■ **Data for analysis**
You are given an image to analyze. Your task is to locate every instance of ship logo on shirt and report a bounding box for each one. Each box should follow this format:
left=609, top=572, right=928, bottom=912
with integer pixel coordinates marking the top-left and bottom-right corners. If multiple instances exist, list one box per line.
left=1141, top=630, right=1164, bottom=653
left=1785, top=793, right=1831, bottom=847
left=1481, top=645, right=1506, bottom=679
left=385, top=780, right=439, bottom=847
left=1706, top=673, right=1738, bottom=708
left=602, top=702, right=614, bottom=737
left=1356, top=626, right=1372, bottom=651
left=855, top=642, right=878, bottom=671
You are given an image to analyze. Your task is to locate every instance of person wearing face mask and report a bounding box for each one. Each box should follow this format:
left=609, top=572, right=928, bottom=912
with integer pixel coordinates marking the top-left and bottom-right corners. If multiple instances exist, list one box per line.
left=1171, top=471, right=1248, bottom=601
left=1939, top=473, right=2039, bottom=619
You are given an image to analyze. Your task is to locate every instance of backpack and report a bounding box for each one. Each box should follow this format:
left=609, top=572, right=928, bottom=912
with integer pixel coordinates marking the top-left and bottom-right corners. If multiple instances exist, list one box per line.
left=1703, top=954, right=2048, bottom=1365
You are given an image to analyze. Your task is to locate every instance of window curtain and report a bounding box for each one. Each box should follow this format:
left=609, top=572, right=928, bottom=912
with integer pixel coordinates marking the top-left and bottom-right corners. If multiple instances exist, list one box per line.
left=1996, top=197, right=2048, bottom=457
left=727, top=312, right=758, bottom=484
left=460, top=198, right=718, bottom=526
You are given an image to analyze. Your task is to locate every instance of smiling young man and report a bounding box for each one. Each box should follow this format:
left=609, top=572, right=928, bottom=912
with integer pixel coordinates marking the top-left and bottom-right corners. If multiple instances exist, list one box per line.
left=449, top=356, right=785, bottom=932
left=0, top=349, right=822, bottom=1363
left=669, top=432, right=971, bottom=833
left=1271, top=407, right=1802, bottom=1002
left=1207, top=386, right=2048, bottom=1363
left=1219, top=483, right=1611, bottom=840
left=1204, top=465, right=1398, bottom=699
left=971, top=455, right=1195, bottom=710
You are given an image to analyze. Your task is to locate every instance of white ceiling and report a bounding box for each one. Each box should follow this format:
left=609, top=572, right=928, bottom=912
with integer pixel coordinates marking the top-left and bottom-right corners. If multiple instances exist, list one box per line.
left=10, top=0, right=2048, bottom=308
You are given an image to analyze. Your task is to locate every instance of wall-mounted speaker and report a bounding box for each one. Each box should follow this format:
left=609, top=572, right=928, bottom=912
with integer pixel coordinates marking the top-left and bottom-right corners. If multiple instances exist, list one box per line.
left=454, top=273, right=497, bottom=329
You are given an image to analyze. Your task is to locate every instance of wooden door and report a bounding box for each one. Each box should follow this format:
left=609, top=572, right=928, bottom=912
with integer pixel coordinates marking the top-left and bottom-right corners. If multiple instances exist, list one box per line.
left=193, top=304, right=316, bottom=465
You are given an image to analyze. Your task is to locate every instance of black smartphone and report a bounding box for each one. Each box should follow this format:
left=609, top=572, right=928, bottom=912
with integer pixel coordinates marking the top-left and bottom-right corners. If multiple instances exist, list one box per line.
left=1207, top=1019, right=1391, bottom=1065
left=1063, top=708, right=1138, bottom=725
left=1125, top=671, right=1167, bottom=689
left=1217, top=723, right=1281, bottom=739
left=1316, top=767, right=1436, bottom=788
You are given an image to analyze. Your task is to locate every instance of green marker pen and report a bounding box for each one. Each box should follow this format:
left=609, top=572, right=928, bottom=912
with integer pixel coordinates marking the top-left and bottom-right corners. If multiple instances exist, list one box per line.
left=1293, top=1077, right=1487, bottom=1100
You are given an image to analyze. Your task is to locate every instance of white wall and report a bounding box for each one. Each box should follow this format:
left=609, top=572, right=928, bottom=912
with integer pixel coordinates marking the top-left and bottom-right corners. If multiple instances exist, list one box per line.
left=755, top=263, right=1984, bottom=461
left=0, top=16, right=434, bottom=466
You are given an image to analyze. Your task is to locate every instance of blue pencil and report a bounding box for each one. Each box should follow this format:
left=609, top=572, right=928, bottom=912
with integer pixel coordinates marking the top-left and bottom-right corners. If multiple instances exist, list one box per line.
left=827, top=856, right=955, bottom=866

■ **What the exercise asks**
Wherever the string "white" turns up in the material, copy the whole line.

■ **Exercise response**
You are given an image to analyze. Your task is to locate every instance of white ceiling and report a bounding box for each one. Each box should follow this format:
You are given an image to analyze. Your task is to locate every instance of white wall and report a bounding box for each one. Each box should follow this format:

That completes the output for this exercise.